Data items
[Begin]

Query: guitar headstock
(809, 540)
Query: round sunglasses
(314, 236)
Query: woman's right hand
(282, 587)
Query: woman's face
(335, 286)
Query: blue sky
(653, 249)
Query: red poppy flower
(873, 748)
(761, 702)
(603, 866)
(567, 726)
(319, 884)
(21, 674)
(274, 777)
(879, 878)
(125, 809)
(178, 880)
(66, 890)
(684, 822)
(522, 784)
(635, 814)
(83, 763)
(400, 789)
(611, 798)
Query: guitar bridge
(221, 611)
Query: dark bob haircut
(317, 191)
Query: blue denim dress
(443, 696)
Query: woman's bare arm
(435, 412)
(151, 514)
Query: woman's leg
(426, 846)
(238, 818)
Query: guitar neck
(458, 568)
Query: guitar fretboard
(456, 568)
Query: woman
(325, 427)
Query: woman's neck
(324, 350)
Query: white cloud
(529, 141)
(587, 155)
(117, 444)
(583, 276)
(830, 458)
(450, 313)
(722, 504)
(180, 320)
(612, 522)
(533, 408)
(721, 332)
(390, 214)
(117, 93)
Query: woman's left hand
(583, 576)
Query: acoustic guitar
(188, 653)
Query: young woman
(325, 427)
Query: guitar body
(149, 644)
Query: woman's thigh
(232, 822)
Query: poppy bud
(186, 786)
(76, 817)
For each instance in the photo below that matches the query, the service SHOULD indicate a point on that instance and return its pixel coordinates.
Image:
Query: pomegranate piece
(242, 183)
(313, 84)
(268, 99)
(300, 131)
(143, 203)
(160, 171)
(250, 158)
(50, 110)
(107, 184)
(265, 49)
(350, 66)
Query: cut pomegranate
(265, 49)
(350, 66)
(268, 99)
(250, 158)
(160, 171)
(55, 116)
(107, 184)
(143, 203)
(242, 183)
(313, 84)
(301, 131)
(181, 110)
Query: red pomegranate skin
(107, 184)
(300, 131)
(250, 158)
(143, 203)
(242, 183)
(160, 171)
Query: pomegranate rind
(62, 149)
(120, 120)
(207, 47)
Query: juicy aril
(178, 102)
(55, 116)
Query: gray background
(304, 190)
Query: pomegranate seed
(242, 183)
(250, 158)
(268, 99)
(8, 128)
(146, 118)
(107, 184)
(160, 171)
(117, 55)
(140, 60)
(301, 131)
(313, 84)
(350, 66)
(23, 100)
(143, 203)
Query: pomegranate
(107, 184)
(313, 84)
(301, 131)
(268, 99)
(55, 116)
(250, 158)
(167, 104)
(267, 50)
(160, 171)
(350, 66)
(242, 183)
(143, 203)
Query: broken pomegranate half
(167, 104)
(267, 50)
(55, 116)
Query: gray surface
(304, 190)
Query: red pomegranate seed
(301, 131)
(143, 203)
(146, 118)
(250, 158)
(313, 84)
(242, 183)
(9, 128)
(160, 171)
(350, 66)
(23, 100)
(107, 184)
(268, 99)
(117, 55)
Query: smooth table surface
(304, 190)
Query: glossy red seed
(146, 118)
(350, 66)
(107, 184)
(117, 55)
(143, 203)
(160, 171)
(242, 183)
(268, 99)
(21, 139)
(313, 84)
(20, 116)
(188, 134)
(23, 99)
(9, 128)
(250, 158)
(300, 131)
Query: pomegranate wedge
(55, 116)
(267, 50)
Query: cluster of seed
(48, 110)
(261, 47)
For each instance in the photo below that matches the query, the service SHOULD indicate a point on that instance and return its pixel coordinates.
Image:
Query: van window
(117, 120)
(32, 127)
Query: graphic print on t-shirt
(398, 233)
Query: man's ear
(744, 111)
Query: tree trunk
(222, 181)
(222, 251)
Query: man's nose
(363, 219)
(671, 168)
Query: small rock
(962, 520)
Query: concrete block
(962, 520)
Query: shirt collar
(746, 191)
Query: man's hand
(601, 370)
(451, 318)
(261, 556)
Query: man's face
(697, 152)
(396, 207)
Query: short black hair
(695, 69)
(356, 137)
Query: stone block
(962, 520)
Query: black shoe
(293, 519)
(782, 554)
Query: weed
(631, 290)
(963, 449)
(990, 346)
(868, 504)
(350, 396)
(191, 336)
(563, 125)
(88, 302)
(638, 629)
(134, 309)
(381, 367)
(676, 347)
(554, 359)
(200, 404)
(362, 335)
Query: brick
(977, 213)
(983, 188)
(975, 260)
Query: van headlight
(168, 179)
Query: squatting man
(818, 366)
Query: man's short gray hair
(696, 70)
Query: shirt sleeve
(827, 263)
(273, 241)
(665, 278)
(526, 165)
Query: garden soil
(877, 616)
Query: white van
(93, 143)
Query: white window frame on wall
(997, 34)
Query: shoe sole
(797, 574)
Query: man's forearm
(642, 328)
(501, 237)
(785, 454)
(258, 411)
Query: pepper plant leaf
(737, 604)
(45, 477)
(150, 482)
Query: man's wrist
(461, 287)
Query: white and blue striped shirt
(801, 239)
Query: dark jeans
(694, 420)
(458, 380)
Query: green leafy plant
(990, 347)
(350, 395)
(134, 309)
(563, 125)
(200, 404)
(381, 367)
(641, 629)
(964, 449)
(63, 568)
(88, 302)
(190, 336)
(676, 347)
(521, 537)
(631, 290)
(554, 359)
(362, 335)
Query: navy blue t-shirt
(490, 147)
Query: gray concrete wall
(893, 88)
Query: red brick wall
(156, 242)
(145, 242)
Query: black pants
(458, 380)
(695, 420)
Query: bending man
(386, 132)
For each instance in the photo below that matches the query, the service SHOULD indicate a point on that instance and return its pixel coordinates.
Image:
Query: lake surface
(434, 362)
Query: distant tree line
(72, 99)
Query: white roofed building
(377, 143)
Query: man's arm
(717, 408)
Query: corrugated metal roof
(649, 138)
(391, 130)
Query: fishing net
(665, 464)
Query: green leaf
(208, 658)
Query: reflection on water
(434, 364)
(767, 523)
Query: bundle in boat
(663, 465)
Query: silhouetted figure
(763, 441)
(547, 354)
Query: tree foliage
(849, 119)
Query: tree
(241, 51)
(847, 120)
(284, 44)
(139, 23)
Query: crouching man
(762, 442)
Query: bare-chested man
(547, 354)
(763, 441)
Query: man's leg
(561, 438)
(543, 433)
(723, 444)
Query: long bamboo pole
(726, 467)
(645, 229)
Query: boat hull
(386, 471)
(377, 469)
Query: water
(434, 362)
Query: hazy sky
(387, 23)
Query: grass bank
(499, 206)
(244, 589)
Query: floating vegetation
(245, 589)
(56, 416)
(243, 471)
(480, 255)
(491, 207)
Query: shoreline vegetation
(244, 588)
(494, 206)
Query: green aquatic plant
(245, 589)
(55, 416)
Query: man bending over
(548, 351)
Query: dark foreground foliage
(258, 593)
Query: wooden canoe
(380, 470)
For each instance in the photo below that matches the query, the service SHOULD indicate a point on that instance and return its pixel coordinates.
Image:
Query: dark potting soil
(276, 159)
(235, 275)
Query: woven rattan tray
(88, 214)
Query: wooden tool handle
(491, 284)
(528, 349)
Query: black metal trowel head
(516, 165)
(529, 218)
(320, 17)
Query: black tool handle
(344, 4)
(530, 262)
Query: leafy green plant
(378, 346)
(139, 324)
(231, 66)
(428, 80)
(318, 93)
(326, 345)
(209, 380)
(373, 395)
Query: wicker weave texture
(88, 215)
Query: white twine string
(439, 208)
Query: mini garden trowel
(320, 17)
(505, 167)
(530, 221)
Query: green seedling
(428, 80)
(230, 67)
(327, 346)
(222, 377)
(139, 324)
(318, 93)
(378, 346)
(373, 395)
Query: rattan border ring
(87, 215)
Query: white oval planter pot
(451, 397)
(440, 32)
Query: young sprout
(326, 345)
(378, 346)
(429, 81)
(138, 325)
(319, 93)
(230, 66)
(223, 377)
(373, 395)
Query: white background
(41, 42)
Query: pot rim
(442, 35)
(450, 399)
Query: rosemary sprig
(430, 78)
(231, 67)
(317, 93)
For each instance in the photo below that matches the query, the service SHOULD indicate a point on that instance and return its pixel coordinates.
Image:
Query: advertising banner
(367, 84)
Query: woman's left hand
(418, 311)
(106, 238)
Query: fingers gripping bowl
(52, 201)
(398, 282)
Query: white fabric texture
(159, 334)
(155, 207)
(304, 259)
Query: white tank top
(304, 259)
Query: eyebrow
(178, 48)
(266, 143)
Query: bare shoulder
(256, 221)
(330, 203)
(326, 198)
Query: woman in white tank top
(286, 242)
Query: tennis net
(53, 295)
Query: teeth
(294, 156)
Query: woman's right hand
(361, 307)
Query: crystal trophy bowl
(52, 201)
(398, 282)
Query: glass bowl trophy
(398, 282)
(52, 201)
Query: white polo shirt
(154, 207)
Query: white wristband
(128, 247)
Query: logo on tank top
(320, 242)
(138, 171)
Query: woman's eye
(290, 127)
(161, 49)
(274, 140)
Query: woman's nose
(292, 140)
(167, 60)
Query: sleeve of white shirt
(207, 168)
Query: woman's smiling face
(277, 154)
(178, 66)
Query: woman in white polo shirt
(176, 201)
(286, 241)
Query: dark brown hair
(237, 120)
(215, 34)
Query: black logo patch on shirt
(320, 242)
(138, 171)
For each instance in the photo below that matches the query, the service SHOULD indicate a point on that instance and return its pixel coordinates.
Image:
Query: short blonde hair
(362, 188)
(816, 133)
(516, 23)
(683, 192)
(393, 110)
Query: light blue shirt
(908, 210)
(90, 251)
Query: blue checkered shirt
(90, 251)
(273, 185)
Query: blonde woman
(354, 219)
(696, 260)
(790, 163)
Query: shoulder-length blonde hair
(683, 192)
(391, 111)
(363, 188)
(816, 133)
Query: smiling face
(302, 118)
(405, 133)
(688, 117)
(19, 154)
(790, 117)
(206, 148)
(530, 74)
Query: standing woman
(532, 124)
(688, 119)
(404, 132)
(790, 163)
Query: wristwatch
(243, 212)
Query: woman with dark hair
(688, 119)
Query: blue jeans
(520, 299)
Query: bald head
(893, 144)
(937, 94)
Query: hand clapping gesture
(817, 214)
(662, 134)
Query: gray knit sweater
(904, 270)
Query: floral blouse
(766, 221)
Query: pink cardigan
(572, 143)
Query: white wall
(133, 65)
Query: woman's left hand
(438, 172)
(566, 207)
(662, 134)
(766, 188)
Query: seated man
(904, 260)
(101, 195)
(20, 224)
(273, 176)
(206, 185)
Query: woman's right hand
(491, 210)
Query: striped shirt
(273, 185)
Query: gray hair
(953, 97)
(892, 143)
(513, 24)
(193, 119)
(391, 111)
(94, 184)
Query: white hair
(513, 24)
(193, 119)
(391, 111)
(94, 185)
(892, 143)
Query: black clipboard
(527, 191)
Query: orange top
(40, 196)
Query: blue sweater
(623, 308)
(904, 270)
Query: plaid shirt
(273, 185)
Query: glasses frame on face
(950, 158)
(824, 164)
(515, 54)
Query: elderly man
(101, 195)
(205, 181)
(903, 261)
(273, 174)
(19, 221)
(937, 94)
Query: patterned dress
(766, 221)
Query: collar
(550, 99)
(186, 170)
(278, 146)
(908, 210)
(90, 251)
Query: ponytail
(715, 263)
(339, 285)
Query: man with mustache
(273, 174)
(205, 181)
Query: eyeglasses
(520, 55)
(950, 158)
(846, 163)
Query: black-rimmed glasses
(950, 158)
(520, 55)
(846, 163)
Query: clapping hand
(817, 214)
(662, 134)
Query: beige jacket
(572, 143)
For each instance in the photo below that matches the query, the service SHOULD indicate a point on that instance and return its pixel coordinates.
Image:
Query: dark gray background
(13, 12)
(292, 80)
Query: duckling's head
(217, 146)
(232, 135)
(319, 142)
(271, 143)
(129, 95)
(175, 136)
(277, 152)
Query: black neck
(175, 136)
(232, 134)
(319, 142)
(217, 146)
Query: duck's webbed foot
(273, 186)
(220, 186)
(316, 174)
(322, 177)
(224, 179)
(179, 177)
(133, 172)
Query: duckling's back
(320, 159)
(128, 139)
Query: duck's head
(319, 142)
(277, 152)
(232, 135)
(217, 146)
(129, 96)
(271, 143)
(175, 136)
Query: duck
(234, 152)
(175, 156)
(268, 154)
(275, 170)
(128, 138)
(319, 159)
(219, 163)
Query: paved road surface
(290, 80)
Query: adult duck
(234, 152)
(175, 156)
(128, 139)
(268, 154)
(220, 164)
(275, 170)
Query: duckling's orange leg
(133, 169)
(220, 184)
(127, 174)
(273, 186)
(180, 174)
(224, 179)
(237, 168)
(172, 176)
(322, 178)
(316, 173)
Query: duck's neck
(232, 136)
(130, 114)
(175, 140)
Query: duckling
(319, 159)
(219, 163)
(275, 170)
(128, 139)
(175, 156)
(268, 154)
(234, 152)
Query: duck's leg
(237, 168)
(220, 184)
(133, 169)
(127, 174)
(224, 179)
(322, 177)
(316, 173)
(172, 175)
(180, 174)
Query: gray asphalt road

[End]

* YOUR INSTRUCTIONS:
Reproduce the lines from the one containing "Query: patterned dress" to the end of the entries, keeping both ends and adding nothing.

* TASK SOLUTION:
Query: patterned dress
(766, 221)
Query: collar
(550, 99)
(186, 170)
(278, 146)
(908, 210)
(90, 251)
Query: ponytail
(715, 263)
(339, 285)
Query: man with mustache
(273, 174)
(205, 181)
Query: eyeglasses
(520, 55)
(950, 158)
(846, 163)
Query: black-rimmed glasses
(950, 158)
(520, 55)
(846, 163)
Query: clapping hand
(817, 214)
(662, 134)
Query: beige jacket
(572, 143)
For each instance in the photo below that matches the query, the service SHOULD indicate a point on that instance and return its pixel coordinates.
Image:
Query: dark gray background
(13, 12)
(292, 80)
Query: duckling's head
(217, 146)
(232, 135)
(319, 142)
(271, 143)
(129, 95)
(175, 136)
(277, 152)
Query: black neck
(175, 136)
(232, 134)
(319, 142)
(217, 146)
Query: duck's webbed foot
(273, 186)
(220, 186)
(316, 174)
(322, 177)
(224, 179)
(179, 177)
(133, 172)
Query: duckling's back
(320, 159)
(128, 139)
Query: duck's head
(319, 142)
(277, 152)
(232, 135)
(217, 146)
(129, 96)
(271, 143)
(175, 136)
Query: duck
(234, 152)
(175, 156)
(268, 154)
(275, 170)
(128, 138)
(319, 159)
(219, 163)
Query: paved road surface
(290, 80)
Query: adult duck
(234, 152)
(175, 156)
(128, 139)
(268, 154)
(220, 164)
(275, 170)
Query: duckling's orange leg
(133, 169)
(220, 184)
(127, 174)
(273, 186)
(180, 174)
(224, 179)
(237, 168)
(172, 176)
(322, 178)
(316, 173)
Query: duck's neck
(232, 136)
(130, 114)
(175, 140)
Query: duckling
(319, 159)
(219, 163)
(275, 170)
(128, 139)
(175, 156)
(268, 154)
(234, 152)
Query: duck's leg
(237, 168)
(220, 184)
(133, 169)
(127, 174)
(224, 179)
(322, 177)
(316, 173)
(172, 175)
(180, 174)
Query: gray asphalt road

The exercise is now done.